What the task requires. Reprint the whole of the data exactly.

Records from a collection:
________________
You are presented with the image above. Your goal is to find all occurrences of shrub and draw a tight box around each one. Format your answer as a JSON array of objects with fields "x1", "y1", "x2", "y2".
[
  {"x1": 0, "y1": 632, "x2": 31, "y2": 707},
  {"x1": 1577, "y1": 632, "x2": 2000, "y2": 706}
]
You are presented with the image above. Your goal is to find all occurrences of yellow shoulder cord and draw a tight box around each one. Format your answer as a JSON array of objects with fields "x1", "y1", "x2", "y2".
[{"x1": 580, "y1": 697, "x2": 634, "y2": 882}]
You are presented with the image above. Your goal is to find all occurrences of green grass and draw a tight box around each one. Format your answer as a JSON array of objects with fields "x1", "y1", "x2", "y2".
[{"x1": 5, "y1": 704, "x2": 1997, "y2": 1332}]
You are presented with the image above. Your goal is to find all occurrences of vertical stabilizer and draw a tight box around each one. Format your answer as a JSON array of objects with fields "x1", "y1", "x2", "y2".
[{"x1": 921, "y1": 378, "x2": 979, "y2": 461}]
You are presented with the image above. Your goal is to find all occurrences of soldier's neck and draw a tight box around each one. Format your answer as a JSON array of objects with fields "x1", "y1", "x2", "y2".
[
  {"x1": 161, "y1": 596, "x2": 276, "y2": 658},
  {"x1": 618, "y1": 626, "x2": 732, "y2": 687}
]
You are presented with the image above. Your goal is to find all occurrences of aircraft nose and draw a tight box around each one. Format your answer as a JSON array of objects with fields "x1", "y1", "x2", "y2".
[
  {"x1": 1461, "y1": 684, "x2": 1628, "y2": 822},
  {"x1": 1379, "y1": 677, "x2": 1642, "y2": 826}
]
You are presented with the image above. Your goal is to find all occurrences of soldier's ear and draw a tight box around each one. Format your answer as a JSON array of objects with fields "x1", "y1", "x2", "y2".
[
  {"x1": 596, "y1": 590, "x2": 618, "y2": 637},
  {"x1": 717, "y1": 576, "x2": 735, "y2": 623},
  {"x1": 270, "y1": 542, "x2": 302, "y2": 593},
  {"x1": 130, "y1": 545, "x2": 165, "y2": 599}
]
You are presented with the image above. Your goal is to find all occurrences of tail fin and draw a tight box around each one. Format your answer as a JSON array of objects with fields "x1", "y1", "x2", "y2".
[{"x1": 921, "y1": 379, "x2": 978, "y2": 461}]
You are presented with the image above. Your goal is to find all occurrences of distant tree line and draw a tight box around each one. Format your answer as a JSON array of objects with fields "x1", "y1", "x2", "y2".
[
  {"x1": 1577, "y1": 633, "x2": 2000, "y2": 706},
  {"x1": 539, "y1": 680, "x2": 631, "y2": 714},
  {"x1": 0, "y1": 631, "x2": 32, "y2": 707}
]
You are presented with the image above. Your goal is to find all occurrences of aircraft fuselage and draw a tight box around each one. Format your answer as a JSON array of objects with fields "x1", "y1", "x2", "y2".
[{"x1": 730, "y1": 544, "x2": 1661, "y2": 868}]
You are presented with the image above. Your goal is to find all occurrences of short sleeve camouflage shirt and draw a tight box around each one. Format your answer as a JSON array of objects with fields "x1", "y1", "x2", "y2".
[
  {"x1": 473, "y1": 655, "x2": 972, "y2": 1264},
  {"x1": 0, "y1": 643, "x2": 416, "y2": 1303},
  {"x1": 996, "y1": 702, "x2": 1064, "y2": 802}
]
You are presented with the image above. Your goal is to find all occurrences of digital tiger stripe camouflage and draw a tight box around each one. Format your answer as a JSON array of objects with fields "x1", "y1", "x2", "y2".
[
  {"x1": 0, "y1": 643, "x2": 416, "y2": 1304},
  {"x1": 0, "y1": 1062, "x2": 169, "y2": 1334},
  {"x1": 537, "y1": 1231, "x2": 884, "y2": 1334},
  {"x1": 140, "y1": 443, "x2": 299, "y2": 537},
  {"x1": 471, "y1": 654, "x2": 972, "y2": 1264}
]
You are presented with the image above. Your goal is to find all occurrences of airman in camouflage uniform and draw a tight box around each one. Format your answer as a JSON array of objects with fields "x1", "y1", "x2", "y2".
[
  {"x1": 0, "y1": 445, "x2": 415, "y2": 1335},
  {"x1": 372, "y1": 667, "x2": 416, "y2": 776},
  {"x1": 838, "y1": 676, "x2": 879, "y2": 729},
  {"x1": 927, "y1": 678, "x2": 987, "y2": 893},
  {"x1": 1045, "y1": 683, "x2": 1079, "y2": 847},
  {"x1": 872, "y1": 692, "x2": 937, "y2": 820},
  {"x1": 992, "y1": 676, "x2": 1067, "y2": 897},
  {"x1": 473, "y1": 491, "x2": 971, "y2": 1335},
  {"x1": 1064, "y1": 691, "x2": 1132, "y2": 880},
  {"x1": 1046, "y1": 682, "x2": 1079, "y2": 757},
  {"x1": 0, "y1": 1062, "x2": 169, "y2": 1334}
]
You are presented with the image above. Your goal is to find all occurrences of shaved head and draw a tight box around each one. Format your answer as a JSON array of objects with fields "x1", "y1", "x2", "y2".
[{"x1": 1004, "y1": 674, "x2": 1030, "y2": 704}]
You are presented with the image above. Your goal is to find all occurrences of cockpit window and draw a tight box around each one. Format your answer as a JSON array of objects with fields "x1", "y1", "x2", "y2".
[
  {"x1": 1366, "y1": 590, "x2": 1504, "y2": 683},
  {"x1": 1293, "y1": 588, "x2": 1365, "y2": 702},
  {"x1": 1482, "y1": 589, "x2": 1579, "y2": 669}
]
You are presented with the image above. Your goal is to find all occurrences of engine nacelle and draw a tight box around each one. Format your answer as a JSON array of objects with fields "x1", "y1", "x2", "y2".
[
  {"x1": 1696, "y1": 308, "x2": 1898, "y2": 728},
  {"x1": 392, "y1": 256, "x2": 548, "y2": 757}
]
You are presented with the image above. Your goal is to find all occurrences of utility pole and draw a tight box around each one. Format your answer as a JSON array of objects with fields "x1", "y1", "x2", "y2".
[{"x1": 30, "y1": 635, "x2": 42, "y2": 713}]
________________
Solution to this task.
You are presented with the image above. Your goal is to find all occurrences of shrub and draw a tight box around each one. Format your answer as a JSON array of objects with fields "x1", "y1", "x2", "y2".
[
  {"x1": 0, "y1": 632, "x2": 31, "y2": 707},
  {"x1": 1577, "y1": 632, "x2": 2000, "y2": 706}
]
You are presented with the image above. Your goal is to find all occurrences of yellow shoulder cord and draw a tight box around each one. Format your answer as a JSON array of objects with fields "x1", "y1", "x2", "y2".
[{"x1": 580, "y1": 697, "x2": 634, "y2": 882}]
You are presented with the image above. Your goal is to find all occurrences of green grass and draw a tight box around each one. Format your answer as a JSON array of objects with fields "x1", "y1", "x2", "y2".
[{"x1": 5, "y1": 704, "x2": 1997, "y2": 1332}]
You are presented with the image above. Your goal is to find all occurrences of vertical stabilizer and draw a tight box around each one. Format your answer as a JSON array of objects with fields "x1", "y1", "x2", "y2".
[{"x1": 921, "y1": 378, "x2": 979, "y2": 461}]
You are presented with the image above. Your goal is to find all occurrences of soldier's neck and draw a tight box around each one. Format your answer as a JSON array of objects with fields "x1", "y1", "x2", "y2".
[
  {"x1": 161, "y1": 596, "x2": 276, "y2": 658},
  {"x1": 618, "y1": 626, "x2": 732, "y2": 687}
]
You are presented with the image above. Your goal is to find all occurrences of aircraft nose and draw a tight box around each one. Format your answer as a JSON array of objects with fields "x1", "y1", "x2", "y2".
[
  {"x1": 1461, "y1": 684, "x2": 1628, "y2": 822},
  {"x1": 1379, "y1": 677, "x2": 1642, "y2": 826}
]
You are presented with the image above. Your goal is to find all occurrences of soldier's ear and draw a tight box around each one. Format your answer as a JSON array of objects with fields "x1", "y1", "x2", "y2".
[
  {"x1": 596, "y1": 590, "x2": 618, "y2": 637},
  {"x1": 717, "y1": 576, "x2": 735, "y2": 623},
  {"x1": 270, "y1": 542, "x2": 302, "y2": 593},
  {"x1": 130, "y1": 545, "x2": 165, "y2": 599}
]
You are presented with the image above. Your goal is to find all occurrences of tail fin and draw a tight box around each one. Format your answer as a JSON array of objects with fields "x1", "y1", "x2", "y2".
[{"x1": 921, "y1": 379, "x2": 978, "y2": 461}]
You are presented with the image above. Your goal is to find all occurrences of distant tree line and draw a tight box around each one. Format your answer as a JSON array of objects with fields "x1", "y1", "x2", "y2".
[
  {"x1": 1577, "y1": 633, "x2": 2000, "y2": 706},
  {"x1": 539, "y1": 680, "x2": 631, "y2": 714},
  {"x1": 0, "y1": 631, "x2": 32, "y2": 707}
]
You are presented with the image above. Your goal is to find all occurrences of aircraft fuselage and draw a tight box around each one. Format your answer as a JSON array of objects with fields "x1", "y1", "x2", "y2".
[{"x1": 730, "y1": 544, "x2": 1661, "y2": 868}]
You are presented with the image above. Your goal is to find all occurrences of short sleeve camouflage shirt and draw a tight box around each one. Format your answer as a JSON array of objects with fields "x1", "y1", "x2", "y2".
[
  {"x1": 473, "y1": 655, "x2": 972, "y2": 1264},
  {"x1": 0, "y1": 643, "x2": 416, "y2": 1303},
  {"x1": 996, "y1": 702, "x2": 1064, "y2": 802}
]
You are presented with the image above. Your goal is to find all occurrences of digital tiger stripe camouflage and draw a tight box around each one. Format your answer as a JSON array of objects with fields "x1", "y1", "x2", "y2".
[
  {"x1": 0, "y1": 643, "x2": 416, "y2": 1304},
  {"x1": 0, "y1": 1062, "x2": 169, "y2": 1334},
  {"x1": 537, "y1": 1231, "x2": 884, "y2": 1334},
  {"x1": 140, "y1": 443, "x2": 299, "y2": 537},
  {"x1": 471, "y1": 654, "x2": 972, "y2": 1264}
]
You are presented with the image above. Your goal is to find all occurrences of airman in camouflage uniform and draw a tight box around each one. Format your answer as a JSON array of objects with fields "x1", "y1", "x2", "y2".
[
  {"x1": 0, "y1": 445, "x2": 415, "y2": 1335},
  {"x1": 372, "y1": 667, "x2": 416, "y2": 776},
  {"x1": 838, "y1": 676, "x2": 879, "y2": 729},
  {"x1": 927, "y1": 678, "x2": 987, "y2": 893},
  {"x1": 1045, "y1": 683, "x2": 1079, "y2": 847},
  {"x1": 872, "y1": 692, "x2": 937, "y2": 820},
  {"x1": 992, "y1": 676, "x2": 1067, "y2": 897},
  {"x1": 473, "y1": 491, "x2": 971, "y2": 1335},
  {"x1": 1064, "y1": 691, "x2": 1132, "y2": 880},
  {"x1": 1046, "y1": 682, "x2": 1079, "y2": 757},
  {"x1": 0, "y1": 1062, "x2": 169, "y2": 1334}
]
You are presented with the image above. Your goal is to find all occurrences of shaved head and draw a tight box around each one. Format your answer as a JSON array of objects with fields "x1", "y1", "x2", "y2".
[{"x1": 1004, "y1": 674, "x2": 1030, "y2": 704}]
You are presented with the image above. Your goal is to find all occurrences of cockpit window and draw a tight box around each one. Format your answer as a JSON array of objects with fields "x1", "y1", "x2", "y2".
[
  {"x1": 1366, "y1": 590, "x2": 1504, "y2": 683},
  {"x1": 1293, "y1": 588, "x2": 1365, "y2": 702},
  {"x1": 1482, "y1": 589, "x2": 1579, "y2": 669}
]
You are presented with the image above. Your goal is to find all occurrences of engine nacelle and draw a tight box around each one. Format your answer as a JSON array of objects with fields "x1", "y1", "x2", "y2".
[
  {"x1": 1696, "y1": 308, "x2": 1898, "y2": 728},
  {"x1": 392, "y1": 256, "x2": 548, "y2": 757}
]
You are presented with the image above. Your goal is to find all occurrences of utility pole and draw a tight box around each one. Format your answer as a JSON array of objects with fields "x1", "y1", "x2", "y2".
[{"x1": 30, "y1": 635, "x2": 42, "y2": 713}]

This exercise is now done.